▶ _Extrait du texte_:
★ ★ ★ ★ ★ ★ ★

Cette riche interview est alors une porte d’entrée incontournable pour faire la connaissance de l’un des derniers (sinon le dernier) des grands dissidents italiens. Fini s’y livre à bâton rompu sur un grand nombre de sujets : de sa rencontre avec Pier Paolo Pasolini à Silvio Berlusconi, de l’Iran à l’Afghanistan, de Thomas Sankara à Muhammad Kadhafi, de la politique italienne à Emmanuel Macron et Donald Trump. Sans oublier son thème favori – la critique de l’Occident, et son souhait d’une humanité finalement délivrée par la tyrannie du consumérisme, apaisée et digne. 

Entretien et traduction de Maxence Smaniotto

R/ Monsieur Fini, tout d’abord, merci pour nous avoir concédé cette interview. Nos lecteurs, et pas que, font toujours état d’un profond intérêt envers l’Italie et sa contre-culture. Beaucoup ici ont subi le charme d’Enrico Malatesta, de Hugo Pratt, de Gabriele D’Annunzio, de Pier Paolo Pasolini, sans parler de Gramsci. En est-il de même pour l’Italie ? Il arrive parfois d’entendre parler, dans les cercles italiens, d’auteurs français. Avez-vous, monsieur Fini, des références françaises qui ont enflammé votre jeunesse ou votre présent ? 

Oui, il y a des auteurs français que j’ai beaucoup lu et apprécié, comme Camus ou Rimbaud. Ma culture est pas mal francophone. Mes parents ont vécu à Paris entre 1930 et 1940. C’était une Paris extraordinaire, où des intellectuels sans le sou, comme l’étaient mes parents, avaient la possibilité de fréquenter des artistes locaux qui, mis à part Picasso et Dali, étaient pauvres eux aussi. Donc, ils se rencontraient tous ensemble. Il y avait le boulevard dit « des Italiens », c’était le boulevard Saint-Michel, où ils se donnaient rendez-vous. 

Une autre part de ma culture est russe, car ma mère était Russe. Là, la transmission était directe : les auteurs russes demeurent pour moi fondamentaux, de Dostoïevski à Tolstoï à Gogol. Cependant je dirais qu’il y a davantage d’intérêt de la part des Français pour l’Italie que des Italiens pour la France. Cela tient aussi au fait qu’ici, en Italie, nous avons eu un très grave effondrement du niveau culturel… Tout cela a commencé avec les divisions entre les partis politiques et la ravageant arrivée des « commerciaux » de Silvio Berlusconi. Culturellement, nous sommes descendus très bas, vraiment. Certes, nous avons-nous aussi des niches qui survivent ici et là, mais elles restent très marginales.

★ ★ ★ ★ ★ ★ ★

▶ _Entrées fournies_:

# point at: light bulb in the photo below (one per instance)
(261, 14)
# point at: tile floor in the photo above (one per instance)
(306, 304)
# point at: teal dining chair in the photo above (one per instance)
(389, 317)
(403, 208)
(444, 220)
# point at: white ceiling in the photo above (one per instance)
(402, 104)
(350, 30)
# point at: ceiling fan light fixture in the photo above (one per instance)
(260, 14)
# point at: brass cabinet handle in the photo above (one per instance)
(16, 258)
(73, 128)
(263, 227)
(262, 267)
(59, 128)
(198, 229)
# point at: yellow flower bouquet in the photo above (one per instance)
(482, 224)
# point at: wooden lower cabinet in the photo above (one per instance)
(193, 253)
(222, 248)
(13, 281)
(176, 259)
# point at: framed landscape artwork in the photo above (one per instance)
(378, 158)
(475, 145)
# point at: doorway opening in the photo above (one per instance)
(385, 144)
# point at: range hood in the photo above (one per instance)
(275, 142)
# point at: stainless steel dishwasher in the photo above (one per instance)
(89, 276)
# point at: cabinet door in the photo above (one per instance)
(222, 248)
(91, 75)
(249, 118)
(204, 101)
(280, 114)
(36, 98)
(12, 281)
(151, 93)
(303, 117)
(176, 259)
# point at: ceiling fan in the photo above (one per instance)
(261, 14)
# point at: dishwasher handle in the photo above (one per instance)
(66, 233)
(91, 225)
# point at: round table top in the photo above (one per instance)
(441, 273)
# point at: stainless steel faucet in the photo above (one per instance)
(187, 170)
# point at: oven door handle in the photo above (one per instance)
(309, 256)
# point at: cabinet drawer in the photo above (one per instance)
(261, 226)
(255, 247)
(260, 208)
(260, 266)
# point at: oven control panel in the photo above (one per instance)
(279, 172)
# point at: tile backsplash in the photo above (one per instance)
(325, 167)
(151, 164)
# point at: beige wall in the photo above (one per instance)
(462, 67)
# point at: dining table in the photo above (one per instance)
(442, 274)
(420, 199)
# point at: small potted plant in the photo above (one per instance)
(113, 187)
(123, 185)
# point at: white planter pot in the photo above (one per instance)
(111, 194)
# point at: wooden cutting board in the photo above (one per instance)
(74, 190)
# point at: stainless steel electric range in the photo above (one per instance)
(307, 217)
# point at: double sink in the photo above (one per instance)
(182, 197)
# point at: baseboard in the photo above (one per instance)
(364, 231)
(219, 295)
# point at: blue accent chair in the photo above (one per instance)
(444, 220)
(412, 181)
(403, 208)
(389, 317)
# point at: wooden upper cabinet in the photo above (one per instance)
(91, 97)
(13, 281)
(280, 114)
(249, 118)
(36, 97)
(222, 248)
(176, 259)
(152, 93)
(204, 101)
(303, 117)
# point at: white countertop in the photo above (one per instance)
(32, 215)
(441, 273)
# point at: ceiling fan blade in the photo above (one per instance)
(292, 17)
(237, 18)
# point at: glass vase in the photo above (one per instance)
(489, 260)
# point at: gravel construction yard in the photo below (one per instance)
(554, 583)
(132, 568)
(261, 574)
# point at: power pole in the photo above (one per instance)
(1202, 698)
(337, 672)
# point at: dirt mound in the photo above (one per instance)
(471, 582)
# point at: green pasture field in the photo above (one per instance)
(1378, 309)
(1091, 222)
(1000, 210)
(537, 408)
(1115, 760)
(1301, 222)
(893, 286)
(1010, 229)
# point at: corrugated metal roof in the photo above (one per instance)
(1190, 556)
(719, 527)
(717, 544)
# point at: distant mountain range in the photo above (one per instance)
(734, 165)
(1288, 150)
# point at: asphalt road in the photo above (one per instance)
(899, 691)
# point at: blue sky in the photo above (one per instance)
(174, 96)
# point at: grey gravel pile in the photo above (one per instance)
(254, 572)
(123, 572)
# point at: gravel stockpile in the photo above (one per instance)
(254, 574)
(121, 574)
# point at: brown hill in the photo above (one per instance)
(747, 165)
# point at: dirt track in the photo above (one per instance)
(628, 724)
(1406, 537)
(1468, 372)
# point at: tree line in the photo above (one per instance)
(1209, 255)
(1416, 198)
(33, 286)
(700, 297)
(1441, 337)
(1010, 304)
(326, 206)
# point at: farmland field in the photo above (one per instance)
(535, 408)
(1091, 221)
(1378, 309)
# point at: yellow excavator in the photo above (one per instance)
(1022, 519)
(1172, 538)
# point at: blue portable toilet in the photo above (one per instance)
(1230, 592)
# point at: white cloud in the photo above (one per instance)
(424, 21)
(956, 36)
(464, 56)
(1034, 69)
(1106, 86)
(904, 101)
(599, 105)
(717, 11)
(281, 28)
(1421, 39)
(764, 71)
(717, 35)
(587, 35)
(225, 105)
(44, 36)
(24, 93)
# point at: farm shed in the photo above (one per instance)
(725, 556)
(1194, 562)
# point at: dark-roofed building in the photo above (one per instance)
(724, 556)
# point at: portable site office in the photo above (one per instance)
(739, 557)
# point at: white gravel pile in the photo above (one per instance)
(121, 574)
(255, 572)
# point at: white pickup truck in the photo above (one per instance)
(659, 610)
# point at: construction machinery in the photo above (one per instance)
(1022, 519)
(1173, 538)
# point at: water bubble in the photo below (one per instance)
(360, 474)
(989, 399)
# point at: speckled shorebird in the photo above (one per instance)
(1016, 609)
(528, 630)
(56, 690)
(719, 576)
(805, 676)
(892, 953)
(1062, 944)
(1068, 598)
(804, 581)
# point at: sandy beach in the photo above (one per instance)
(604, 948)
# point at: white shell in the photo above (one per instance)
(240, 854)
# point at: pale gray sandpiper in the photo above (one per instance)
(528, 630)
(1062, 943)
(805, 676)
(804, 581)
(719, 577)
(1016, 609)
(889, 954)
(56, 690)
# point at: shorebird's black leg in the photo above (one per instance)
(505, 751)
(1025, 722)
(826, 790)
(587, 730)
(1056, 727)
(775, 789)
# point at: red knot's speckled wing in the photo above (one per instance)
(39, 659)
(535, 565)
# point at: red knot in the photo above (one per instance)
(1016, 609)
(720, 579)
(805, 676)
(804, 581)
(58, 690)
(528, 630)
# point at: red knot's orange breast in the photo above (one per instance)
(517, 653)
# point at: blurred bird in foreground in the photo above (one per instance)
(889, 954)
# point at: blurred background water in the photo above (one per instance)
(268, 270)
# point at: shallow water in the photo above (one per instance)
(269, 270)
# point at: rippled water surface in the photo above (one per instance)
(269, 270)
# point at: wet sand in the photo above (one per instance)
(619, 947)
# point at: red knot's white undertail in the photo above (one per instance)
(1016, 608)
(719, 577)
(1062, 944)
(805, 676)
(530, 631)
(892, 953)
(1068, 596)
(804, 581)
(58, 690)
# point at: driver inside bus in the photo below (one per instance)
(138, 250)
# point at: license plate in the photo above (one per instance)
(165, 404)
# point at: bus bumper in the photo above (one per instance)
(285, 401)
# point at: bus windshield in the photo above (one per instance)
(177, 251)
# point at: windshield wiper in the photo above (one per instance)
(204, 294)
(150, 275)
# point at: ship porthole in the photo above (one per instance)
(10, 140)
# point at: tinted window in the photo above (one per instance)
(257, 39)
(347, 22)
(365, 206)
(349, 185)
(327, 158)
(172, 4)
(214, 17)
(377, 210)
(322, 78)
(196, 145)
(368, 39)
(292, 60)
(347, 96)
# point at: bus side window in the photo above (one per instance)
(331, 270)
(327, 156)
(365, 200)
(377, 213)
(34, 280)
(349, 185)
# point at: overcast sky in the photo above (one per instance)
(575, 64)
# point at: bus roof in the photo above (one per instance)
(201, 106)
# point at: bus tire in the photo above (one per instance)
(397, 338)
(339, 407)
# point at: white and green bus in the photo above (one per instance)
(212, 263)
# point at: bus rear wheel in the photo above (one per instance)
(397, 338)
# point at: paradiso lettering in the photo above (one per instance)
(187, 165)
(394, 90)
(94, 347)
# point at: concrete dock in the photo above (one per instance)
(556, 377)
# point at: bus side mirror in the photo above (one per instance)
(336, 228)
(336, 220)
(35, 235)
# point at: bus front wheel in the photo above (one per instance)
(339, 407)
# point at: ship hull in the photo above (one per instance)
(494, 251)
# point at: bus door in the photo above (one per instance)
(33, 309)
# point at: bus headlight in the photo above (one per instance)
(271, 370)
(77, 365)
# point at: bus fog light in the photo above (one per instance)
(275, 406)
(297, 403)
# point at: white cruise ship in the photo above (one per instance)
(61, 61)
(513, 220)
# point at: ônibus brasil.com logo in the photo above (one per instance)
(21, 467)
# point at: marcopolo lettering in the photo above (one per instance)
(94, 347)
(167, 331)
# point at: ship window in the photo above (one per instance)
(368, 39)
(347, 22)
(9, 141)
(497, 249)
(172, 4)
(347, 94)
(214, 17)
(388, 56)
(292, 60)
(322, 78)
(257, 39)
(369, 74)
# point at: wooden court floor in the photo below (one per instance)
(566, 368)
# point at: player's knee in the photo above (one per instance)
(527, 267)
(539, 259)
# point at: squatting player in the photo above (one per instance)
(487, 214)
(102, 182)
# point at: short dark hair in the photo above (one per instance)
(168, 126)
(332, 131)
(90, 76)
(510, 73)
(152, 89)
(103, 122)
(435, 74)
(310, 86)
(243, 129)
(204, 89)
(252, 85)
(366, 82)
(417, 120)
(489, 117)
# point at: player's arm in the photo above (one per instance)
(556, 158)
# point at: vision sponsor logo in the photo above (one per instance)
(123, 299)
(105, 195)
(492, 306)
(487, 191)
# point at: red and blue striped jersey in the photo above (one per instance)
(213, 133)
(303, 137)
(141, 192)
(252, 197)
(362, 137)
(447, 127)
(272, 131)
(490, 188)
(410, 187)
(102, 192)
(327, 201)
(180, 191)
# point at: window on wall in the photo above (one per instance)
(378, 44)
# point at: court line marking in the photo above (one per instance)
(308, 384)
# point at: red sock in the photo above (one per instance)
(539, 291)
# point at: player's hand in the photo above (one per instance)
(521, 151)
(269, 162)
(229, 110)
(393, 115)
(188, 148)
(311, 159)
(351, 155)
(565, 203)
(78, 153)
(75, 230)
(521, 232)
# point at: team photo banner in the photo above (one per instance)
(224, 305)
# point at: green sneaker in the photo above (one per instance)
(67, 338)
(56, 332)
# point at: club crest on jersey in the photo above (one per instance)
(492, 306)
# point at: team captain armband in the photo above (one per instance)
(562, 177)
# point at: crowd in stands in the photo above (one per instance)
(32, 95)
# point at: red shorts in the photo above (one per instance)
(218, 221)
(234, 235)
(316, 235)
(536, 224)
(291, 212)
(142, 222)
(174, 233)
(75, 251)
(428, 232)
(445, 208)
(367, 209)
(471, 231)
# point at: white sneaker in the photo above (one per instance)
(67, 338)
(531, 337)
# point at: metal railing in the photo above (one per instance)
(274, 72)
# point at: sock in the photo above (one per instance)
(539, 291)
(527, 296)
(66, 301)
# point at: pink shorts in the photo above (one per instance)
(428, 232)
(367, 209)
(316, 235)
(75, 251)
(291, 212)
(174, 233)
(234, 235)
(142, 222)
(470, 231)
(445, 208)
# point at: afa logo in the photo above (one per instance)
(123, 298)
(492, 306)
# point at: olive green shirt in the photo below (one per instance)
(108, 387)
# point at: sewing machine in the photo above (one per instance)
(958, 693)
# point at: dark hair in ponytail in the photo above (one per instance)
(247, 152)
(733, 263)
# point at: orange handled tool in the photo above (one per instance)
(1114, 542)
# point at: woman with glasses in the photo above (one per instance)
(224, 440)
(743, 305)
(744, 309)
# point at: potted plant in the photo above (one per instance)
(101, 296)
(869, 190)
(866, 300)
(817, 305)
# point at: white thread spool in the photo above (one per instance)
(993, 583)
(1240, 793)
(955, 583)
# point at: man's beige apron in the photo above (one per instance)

★ ★ ★ ★ ★ ★ ★

▶ _Travail à faire_:
**a)** Répondez à ces questions sur l'entretien avec Fini :
(i) D'après l'introduction, quel est le thème favori de Fini ?
(ii) Entre quelles années ses parents ont-ils vécu à Paris ?
(iii) Quelle était la nationalité de sa mère ?
**b)** Poursuivez l'entretien avec Fini à partir de la fin de sa dernière réponse.

▶ _Exercices corrigés_:
**a)**
(i) La critique de l'Occident.
(ii) Entre 1930 et 1940.
(iii) Russe.

**b)**
Certains de vos livres sont publiés en France par les éditions le Retour aux Sources. Donc le public français vous connaît grâce à L’Argent, excrément du démon et aux deux pamphlets Le vice obscur de l’Occident et La démocratie et ses sujets. C’est dommage, car vous êtes également un excellent biographe à contrecourant. Vos écrits sur Néron, Catilina et, surtout, le Mollah Omar sont suscité à la fois scandale et admiration. Pourquoi avoir choisi ces trois figures historiques ? Qu’est-ce qu’elles représentent pour vous ? 

Avant, mon éditeur était Mondadori, mais je suis parti quand Silvio Berlusconi l’a racheté, et cela pour éviter de devoir faire le typique « J’accuse » où je critique Berlusconi tout en gagnant de l’argent grâce à lui. Bon, bref… Marsilio, mon éditeur actuel, et moi nous nous sommes toujours bien entendus, mais Marsilio est, à l’étranger, assez faible, il n’a pas de grands moyens. C’est pour cela que les livres que vous citez ont été publiés pour une petite maison d’édition et non pas pour une grande.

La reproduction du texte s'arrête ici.